━━━━━ Document text ━━━━━
HAPPinas Happy Hour is a Philippine sketch comedy and variety show created by Wilma V. Galvante and produced by TV5 Entertainment Division and Content Cows Company. The show premiered on TV5 on May 6, 2016 and ended on September 30, 2016. The show's comedy sketches, which parody contemporary culture and politics, are performed by a large and varying cast of repertory and newer cast members.

History

Happy Truck ng Bayan
The show was originally a noontime variety show produced by TV5 and was started airing since June 14, 2015. HTNB is airing every Sunday, 11:00am to 1:00pm on TV5, and it is the biggest project of TV5 on that year and hosted by Janno Gibbs, Derek Ramsay, Tuesday Vargas, Kim Idol and former Kapamilya and Kapuso stars. The show ended last February 7, 2016.
━━━━━ Dataset ━━━━━
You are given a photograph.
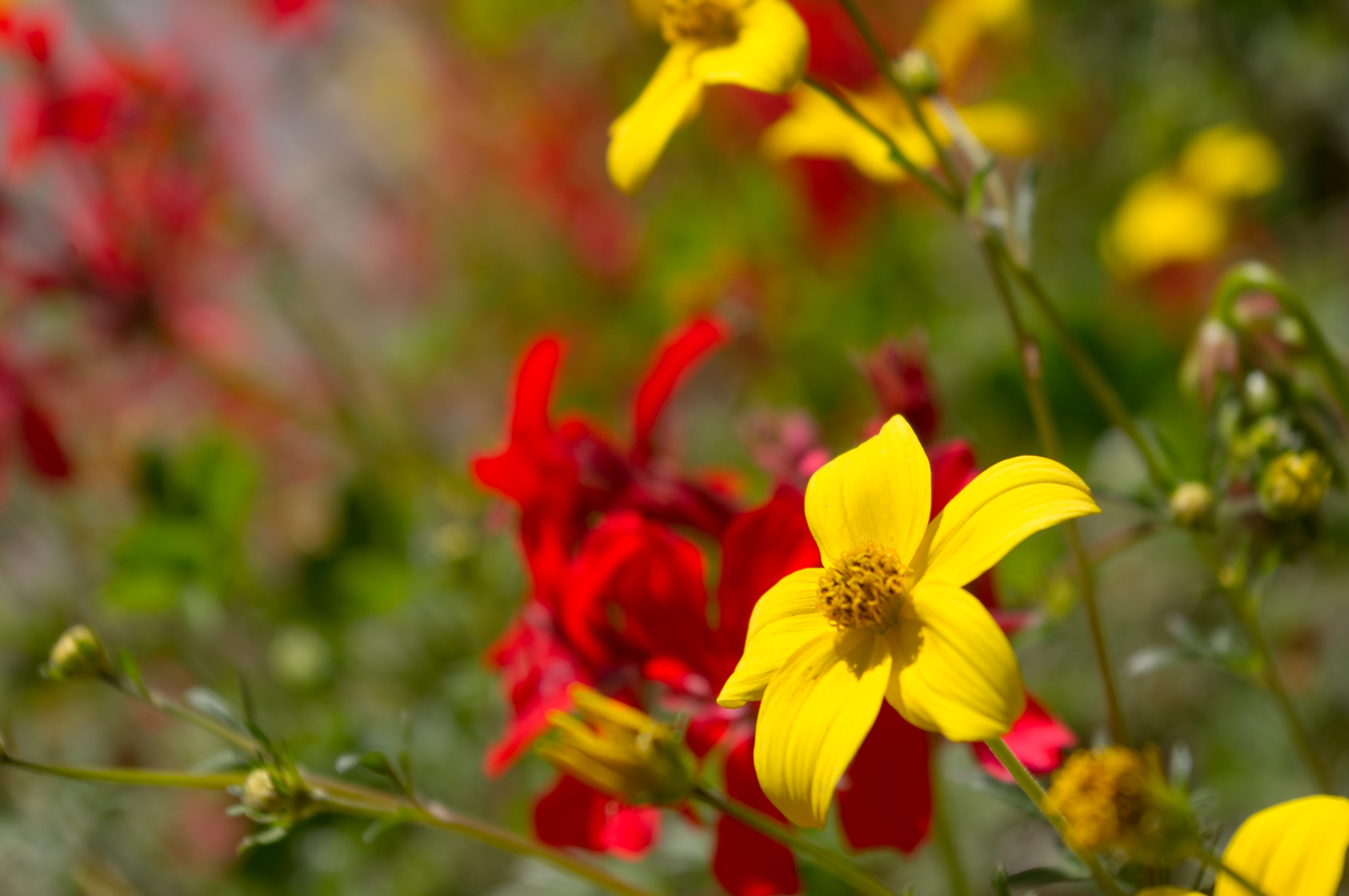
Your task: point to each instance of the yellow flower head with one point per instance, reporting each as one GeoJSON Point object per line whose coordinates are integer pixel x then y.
{"type": "Point", "coordinates": [760, 45]}
{"type": "Point", "coordinates": [817, 127]}
{"type": "Point", "coordinates": [1291, 849]}
{"type": "Point", "coordinates": [888, 616]}
{"type": "Point", "coordinates": [620, 751]}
━━━━━
Tasks to complete
A. List every host named individually for Happy Truck ng Bayan in the text about HAPPinas Happy Hour.
B. In the text about HAPPinas Happy Hour, rewrite the stretch from "HAPPinas Happy Hour" through "February 7, 2016.", changing "Sunday" to "Saturday".

Answers given
A.
- Janno Gibbs
- Derek Ramsay
- Tuesday Vargas
- Kim Idol

B.
HAPPinas Happy Hour is a Philippine sketch comedy and variety show created by Wilma V. Galvante and produced by TV5 Entertainment Division and Content Cows Company. The show premiered on TV5 on May 6, 2016 and ended on September 30, 2016. The show's comedy sketches, which parody contemporary culture and politics, are performed by a large and varying cast of repertory and newer cast members.

History

Happy Truck ng Bayan
The show was originally a noontime variety show produced by TV5 and was started airing since June 14, 2015. HTNB is airing every Saturday, 11:00am to 1:00pm on TV5, and it is the biggest project of TV5 on that year and hosted by Janno Gibbs, Derek Ramsay, Tuesday Vargas, Kim Idol and former Kapamilya and Kapuso stars. The show ended last February 7, 2016.